___ ITEMS ___

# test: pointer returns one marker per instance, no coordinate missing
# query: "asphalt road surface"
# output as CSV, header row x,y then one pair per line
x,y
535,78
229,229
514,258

___

• WHAT IS BEING ASKED
Copy out the lines above word for word, with every character unchanged.

• ANSWER
# test: pointer returns one marker per instance, no coordinate missing
# query: "asphalt road surface"
# output as CSV, header row x,y then one pair per line
x,y
535,78
229,229
514,258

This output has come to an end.